Your instructions
Could you rewrite everything in the entries from the line containing "The service MUST place a point on the speed" down to the line containing "x=528, y=392" as a Markdown table with the columns Row and Line, numbering each row and leaving out any blank lines?

Data supplied
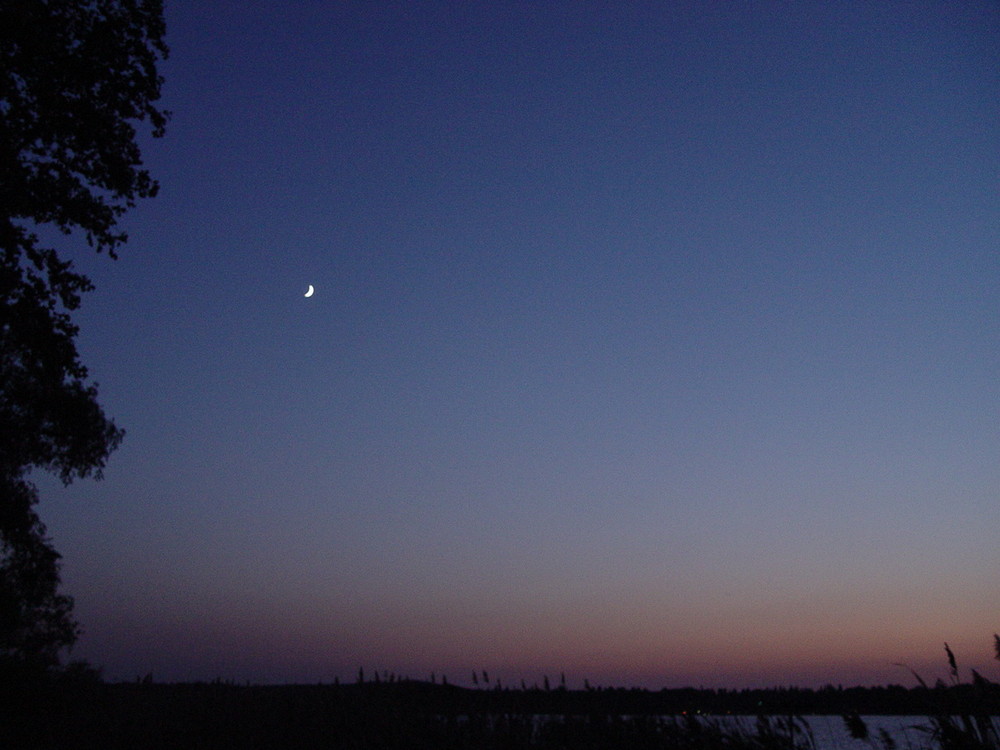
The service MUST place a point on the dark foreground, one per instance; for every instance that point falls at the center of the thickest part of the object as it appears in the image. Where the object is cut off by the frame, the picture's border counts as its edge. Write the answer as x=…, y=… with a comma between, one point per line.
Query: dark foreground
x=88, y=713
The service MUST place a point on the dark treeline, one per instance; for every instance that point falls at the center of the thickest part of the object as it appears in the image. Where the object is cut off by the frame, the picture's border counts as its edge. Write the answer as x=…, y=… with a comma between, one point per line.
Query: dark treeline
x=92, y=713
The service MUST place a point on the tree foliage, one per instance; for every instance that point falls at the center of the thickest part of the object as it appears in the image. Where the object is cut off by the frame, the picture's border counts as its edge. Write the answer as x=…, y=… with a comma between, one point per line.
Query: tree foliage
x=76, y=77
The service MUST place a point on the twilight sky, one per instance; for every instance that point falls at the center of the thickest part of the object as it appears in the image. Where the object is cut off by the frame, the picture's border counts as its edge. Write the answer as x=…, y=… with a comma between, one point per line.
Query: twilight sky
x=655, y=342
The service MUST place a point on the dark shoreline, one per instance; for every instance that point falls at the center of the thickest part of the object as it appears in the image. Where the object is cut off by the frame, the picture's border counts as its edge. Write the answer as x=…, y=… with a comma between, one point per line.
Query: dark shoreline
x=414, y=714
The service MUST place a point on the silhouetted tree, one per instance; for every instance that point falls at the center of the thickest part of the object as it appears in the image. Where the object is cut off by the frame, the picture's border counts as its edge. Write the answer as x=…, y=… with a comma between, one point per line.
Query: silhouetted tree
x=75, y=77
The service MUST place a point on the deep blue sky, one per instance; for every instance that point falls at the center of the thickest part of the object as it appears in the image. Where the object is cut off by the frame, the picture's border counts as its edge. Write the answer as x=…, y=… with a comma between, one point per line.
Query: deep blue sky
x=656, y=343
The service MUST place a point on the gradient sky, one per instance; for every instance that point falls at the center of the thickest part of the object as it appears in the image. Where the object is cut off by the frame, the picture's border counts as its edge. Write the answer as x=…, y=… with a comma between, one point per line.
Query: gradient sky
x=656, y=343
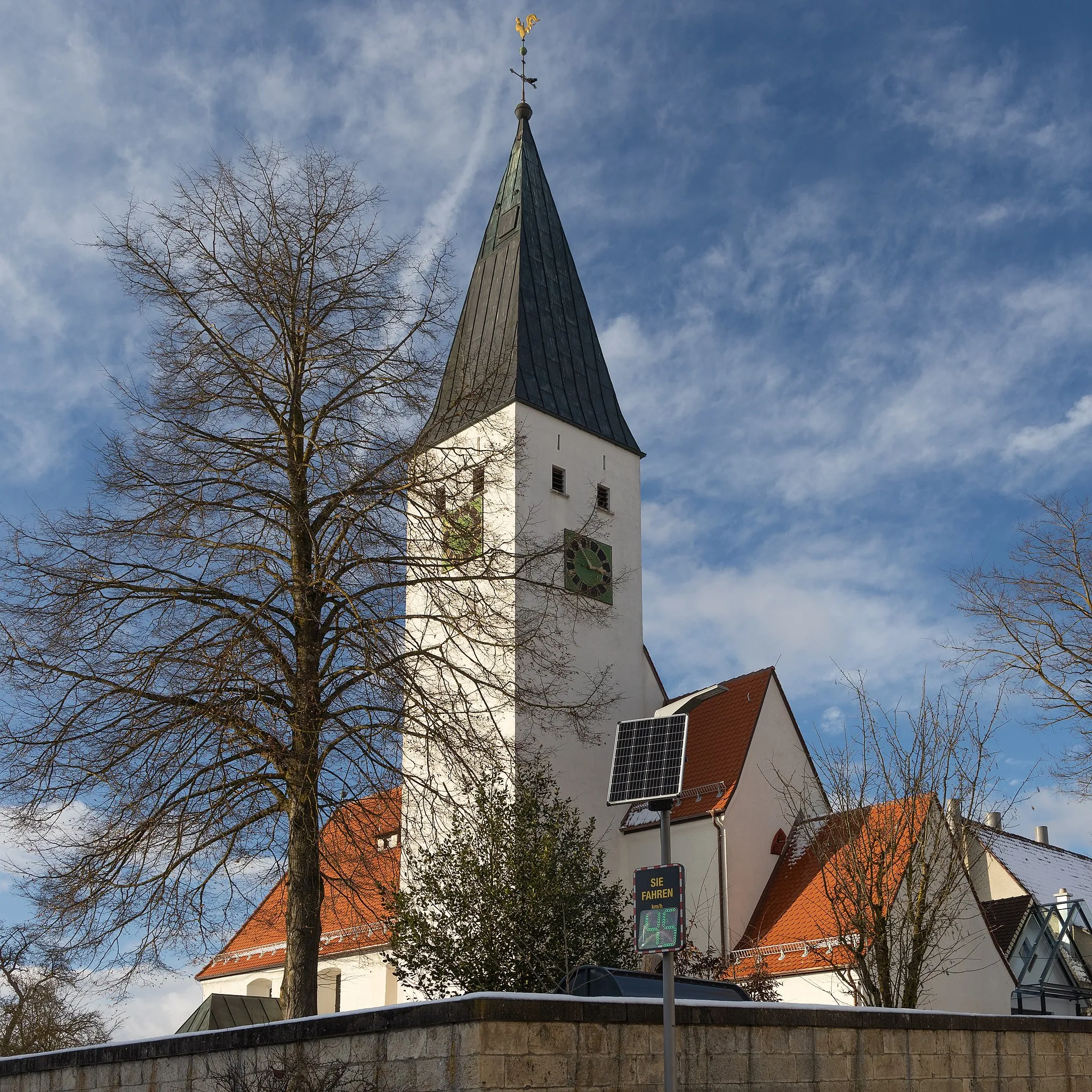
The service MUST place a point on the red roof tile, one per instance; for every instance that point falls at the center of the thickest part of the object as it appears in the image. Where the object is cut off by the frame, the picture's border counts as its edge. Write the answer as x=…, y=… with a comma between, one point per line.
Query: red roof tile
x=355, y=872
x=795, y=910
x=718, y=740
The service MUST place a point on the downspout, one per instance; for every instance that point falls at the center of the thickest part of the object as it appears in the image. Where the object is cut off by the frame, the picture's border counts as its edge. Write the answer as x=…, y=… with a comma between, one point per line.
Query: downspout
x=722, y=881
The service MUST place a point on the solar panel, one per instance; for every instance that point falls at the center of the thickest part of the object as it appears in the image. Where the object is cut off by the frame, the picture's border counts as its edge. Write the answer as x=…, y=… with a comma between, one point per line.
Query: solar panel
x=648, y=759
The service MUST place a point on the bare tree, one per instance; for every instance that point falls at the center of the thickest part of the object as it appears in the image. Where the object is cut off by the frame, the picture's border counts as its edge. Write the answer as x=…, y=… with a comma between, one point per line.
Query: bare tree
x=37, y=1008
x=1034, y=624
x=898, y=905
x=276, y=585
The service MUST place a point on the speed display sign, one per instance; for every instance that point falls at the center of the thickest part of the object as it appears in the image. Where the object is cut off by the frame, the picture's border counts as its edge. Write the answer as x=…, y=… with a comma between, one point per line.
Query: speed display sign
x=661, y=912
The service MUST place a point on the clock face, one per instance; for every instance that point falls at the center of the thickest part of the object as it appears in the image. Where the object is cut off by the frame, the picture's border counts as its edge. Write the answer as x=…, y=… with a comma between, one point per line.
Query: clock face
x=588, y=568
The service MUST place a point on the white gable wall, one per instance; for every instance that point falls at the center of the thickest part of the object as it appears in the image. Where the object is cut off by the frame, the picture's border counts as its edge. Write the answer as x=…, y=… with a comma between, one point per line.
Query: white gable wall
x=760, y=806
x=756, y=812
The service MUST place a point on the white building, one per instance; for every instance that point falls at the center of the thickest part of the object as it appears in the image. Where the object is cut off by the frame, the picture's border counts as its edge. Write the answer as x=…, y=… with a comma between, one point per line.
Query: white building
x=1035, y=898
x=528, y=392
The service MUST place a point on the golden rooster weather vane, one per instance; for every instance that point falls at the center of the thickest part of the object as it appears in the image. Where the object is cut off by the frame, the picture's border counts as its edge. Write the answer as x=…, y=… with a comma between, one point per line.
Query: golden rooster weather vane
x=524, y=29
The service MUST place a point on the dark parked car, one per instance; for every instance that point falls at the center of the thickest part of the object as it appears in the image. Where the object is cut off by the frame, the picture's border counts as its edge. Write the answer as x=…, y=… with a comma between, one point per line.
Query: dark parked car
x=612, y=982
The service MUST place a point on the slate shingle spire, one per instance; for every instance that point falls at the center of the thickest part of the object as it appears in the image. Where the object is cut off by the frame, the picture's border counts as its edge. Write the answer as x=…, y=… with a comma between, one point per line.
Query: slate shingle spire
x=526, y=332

Solution for this problem
| Row | Line |
|---|---|
| 1 | The service MUST place a point on the speed display sign, one per instance; for every instance that point falls at the center of the thickest part of the object as it appears in the image. Where the object is cut off by the frame, the picture's border counts as its edge. Write the answer as x=…, y=… with a comma between, one point per line. |
| 2 | Query: speed display sign |
| 3 | x=661, y=912 |
| 4 | The service MUST place a point on the clock face, one per instance; for every instance that point falls at the center of the thickest part of the object as it appears in the image. Where the object is cut off by the frame, the picture's border counts as its edge. Write the answer as x=…, y=… with a comma between, one point per line. |
| 5 | Query: clock face |
| 6 | x=588, y=568 |
| 7 | The service MUST place a point on the white gable wall, one per instance; for every instance that point falls at the center of the thickest part of the object as it appears in the image. Where the object is cut off by the frame, the picture's border counts as its edge. Write the answer as x=…, y=… with a comma between, one point per line. |
| 8 | Query: white gable wall |
| 9 | x=760, y=806 |
| 10 | x=756, y=812 |
| 11 | The service MUST place a point on the white building, one per instance; for every instance that point falls at the center of the thickest part of the object as it appears in the image. Where the object is cut off by the frame, the picture's border counts as its edge. Write the answer as x=…, y=… with a comma between, one point per line. |
| 12 | Query: white building |
| 13 | x=1035, y=898 |
| 14 | x=528, y=392 |